__TASK DESCRIPTION__. Place the lines below into a numbered list, omitting any blank lines. Leave the pictures out of your answer.

(Dataset rows)

········

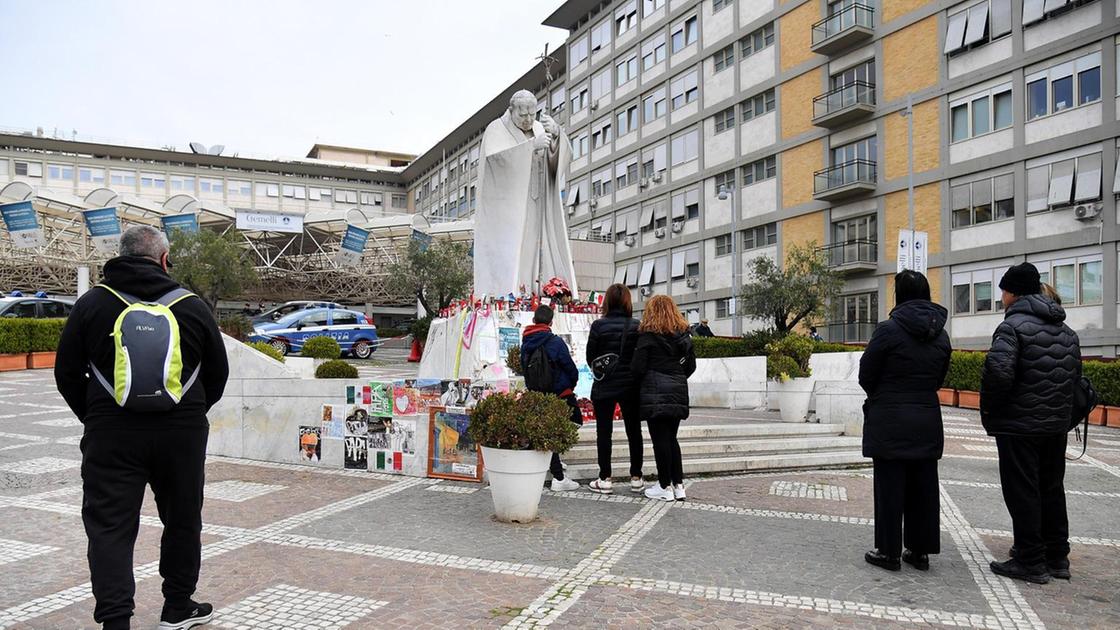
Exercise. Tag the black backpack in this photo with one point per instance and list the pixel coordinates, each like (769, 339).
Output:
(539, 370)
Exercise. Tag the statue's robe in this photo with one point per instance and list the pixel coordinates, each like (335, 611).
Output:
(521, 231)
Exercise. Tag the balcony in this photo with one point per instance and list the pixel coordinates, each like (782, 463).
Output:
(845, 104)
(843, 181)
(860, 255)
(843, 29)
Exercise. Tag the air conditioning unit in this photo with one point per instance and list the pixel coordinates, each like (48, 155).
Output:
(1086, 212)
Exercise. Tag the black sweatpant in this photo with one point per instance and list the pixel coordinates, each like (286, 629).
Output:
(117, 464)
(666, 451)
(605, 425)
(1032, 473)
(556, 466)
(906, 491)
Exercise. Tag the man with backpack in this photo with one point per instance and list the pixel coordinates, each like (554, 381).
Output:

········

__WRITTEN SOLUTION__.
1. Exercise. Tag the black backpack in this photo with one point per instance and list the pixel coordinates, each like (769, 339).
2. Output:
3. (539, 370)
4. Exercise. Tag the statue's robe in this photo with one point per instance and list the pixel coordinates, each like (335, 611).
5. Output:
6. (521, 231)
7. Exercise. Tag the balcony in this photo with one point per instance and list the pixel coordinates, each like (782, 463).
8. Output:
9. (845, 104)
10. (843, 181)
11. (860, 255)
12. (843, 29)
13. Exercise. Tag the air conditioning unit in this photo with one point per instance and list the pixel coordinates, each like (48, 155).
14. Output:
15. (1086, 212)
16. Exercise. Tag the black sweatpant in this photo with one point per instance and list the pixel coordinates, each like (286, 629).
17. Output:
18. (117, 464)
19. (666, 451)
20. (605, 425)
21. (1032, 473)
22. (556, 466)
23. (906, 491)
24. Exercise. Tag the man with backpack in this photo with one point per instance and list the pixel coordinates, each like (554, 381).
25. Output:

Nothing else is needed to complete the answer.